Saved entries
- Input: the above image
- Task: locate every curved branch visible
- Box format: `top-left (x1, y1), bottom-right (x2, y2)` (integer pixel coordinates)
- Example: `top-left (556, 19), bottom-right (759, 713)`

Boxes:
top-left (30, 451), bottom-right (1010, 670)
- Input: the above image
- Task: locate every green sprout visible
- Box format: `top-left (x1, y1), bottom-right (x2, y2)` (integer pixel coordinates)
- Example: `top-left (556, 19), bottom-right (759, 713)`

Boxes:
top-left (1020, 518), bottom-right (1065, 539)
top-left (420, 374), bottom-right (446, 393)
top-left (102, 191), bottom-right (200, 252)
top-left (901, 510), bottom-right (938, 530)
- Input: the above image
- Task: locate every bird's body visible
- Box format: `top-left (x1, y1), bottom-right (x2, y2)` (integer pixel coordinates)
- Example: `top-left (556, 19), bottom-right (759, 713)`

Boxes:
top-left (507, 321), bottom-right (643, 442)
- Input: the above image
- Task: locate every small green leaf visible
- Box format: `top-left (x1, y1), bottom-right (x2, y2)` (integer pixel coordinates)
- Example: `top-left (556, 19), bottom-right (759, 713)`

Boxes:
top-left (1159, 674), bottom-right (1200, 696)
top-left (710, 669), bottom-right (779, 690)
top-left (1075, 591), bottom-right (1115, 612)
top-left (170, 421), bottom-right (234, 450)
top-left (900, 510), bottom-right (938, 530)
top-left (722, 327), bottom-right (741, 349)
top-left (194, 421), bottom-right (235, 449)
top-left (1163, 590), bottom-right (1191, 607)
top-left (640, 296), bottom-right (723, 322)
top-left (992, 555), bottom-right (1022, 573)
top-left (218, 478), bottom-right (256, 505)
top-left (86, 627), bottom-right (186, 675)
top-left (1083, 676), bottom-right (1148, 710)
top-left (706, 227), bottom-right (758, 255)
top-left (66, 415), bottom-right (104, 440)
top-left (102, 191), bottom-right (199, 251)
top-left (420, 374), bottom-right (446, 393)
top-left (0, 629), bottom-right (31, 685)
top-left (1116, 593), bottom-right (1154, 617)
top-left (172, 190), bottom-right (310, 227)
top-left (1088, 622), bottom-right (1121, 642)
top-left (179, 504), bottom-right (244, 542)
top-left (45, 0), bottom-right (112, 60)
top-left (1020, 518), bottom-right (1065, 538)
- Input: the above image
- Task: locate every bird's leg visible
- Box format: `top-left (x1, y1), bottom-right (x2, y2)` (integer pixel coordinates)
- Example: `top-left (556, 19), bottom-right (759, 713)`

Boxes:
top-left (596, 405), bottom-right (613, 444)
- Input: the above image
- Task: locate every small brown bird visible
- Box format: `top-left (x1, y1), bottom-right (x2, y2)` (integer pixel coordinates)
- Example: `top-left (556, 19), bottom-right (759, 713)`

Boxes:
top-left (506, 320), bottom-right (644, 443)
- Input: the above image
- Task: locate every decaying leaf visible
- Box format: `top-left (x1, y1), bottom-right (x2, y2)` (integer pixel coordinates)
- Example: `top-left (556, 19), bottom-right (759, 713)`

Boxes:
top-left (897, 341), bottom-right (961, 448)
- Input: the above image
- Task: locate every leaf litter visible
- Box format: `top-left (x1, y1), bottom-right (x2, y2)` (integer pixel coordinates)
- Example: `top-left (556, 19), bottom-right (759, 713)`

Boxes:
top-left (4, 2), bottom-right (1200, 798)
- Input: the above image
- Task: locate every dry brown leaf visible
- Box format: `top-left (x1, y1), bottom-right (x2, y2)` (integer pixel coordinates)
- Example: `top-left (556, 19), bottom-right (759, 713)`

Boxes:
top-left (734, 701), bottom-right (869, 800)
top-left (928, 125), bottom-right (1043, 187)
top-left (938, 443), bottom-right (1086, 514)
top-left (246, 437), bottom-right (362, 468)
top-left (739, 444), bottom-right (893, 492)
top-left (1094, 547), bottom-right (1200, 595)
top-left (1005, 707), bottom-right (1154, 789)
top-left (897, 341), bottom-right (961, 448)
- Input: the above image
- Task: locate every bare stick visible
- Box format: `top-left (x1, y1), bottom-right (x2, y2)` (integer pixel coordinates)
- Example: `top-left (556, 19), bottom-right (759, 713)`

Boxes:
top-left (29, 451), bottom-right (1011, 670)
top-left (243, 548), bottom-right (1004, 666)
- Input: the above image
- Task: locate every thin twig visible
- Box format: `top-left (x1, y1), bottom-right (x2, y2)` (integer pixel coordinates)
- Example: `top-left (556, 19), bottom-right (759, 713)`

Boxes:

> [What the exercise asks]: Print the records above exactly. Omit nothing.

> [Response area]:
- Input: the above image
- Task: locate every curved branch visible
- Box format: `top-left (x1, y1), bottom-right (x2, y2)` (integer pixel coordinates)
- Example: `top-left (556, 19), bottom-right (759, 713)`

Boxes:
top-left (30, 451), bottom-right (1010, 670)
- Input: the above image
- Task: locate every green sprout visible
- Box format: `top-left (x1, y1), bottom-right (x2, y2)` (integer pixel coordinates)
- Example: `top-left (556, 19), bottom-right (759, 713)`

Boxes:
top-left (1020, 518), bottom-right (1065, 539)
top-left (420, 374), bottom-right (446, 393)
top-left (102, 191), bottom-right (200, 252)
top-left (901, 510), bottom-right (938, 530)
- Input: the above image
- Task: locate every bird's body visible
- Box format: `top-left (x1, y1), bottom-right (x2, y2)` (integer pixel coordinates)
- Example: `top-left (556, 19), bottom-right (759, 713)`

Boxes:
top-left (507, 321), bottom-right (643, 442)
- Input: the above image
- Task: locate every small green leaf visible
- Box format: `top-left (x1, y1), bottom-right (x2, y2)` (integer pixel coordinates)
- Example: `top-left (556, 19), bottom-right (759, 713)`

Boxes:
top-left (1159, 674), bottom-right (1200, 696)
top-left (710, 669), bottom-right (779, 690)
top-left (1075, 591), bottom-right (1115, 612)
top-left (170, 421), bottom-right (234, 450)
top-left (900, 510), bottom-right (938, 530)
top-left (722, 327), bottom-right (741, 349)
top-left (194, 421), bottom-right (235, 449)
top-left (1163, 590), bottom-right (1191, 607)
top-left (640, 296), bottom-right (723, 322)
top-left (992, 555), bottom-right (1022, 573)
top-left (218, 478), bottom-right (256, 505)
top-left (86, 627), bottom-right (186, 675)
top-left (1083, 676), bottom-right (1148, 710)
top-left (706, 227), bottom-right (758, 255)
top-left (66, 415), bottom-right (104, 440)
top-left (102, 191), bottom-right (199, 251)
top-left (420, 374), bottom-right (446, 393)
top-left (0, 629), bottom-right (31, 685)
top-left (1116, 593), bottom-right (1154, 617)
top-left (172, 190), bottom-right (310, 227)
top-left (1088, 622), bottom-right (1121, 642)
top-left (179, 504), bottom-right (244, 542)
top-left (45, 0), bottom-right (112, 60)
top-left (1020, 518), bottom-right (1065, 538)
- Input: the above image
- Task: locate every bird's leg visible
- Box format: `top-left (x1, y1), bottom-right (x2, y2)` (integer pixel coordinates)
- Example: `top-left (556, 19), bottom-right (759, 713)`

Boxes:
top-left (596, 405), bottom-right (613, 444)
- Input: the above image
- Task: locate every small brown bird visible
- Box format: `top-left (x1, y1), bottom-right (x2, y2)` (integer pixel coordinates)
- Example: `top-left (556, 19), bottom-right (759, 713)`

Boxes:
top-left (506, 320), bottom-right (644, 443)
- Input: the above image
- Task: locate every decaying leaf visible
- Box format: `top-left (x1, y1), bottom-right (x2, y2)` (integer pixel coordinates)
- Example: `top-left (556, 19), bottom-right (759, 713)`

Boxes:
top-left (897, 341), bottom-right (961, 448)
- Input: the above image
- Task: locate every leaf litter visible
- Box format: `top-left (x1, y1), bottom-right (x2, y2)` (integer pixel coordinates)
- Example: `top-left (556, 19), bottom-right (759, 713)`

Boxes:
top-left (4, 2), bottom-right (1200, 798)
- Input: the above image
- Task: locate every dry brown leaf visible
- Box format: `top-left (x1, y1), bottom-right (x2, y2)` (integer pixel coordinates)
- Example: `top-left (556, 19), bottom-right (759, 713)`

Boxes:
top-left (734, 701), bottom-right (869, 800)
top-left (928, 125), bottom-right (1043, 187)
top-left (938, 443), bottom-right (1086, 514)
top-left (246, 437), bottom-right (362, 468)
top-left (739, 444), bottom-right (893, 492)
top-left (1094, 547), bottom-right (1200, 595)
top-left (1005, 707), bottom-right (1154, 789)
top-left (897, 341), bottom-right (961, 448)
- Input: the above image
- Task: locate every bare stick visible
- Box format: `top-left (x1, y1), bottom-right (x2, y2)` (integer pixel coordinates)
- Example: `top-left (556, 19), bottom-right (759, 713)`

Boxes:
top-left (29, 451), bottom-right (1011, 670)
top-left (243, 548), bottom-right (1004, 666)
- Input: the above image
- Task: locate every thin twig visible
- Box format: `top-left (x1, y1), bottom-right (x2, y2)` (integer pixel coordinates)
- Example: `top-left (556, 19), bottom-right (759, 713)`

Boxes:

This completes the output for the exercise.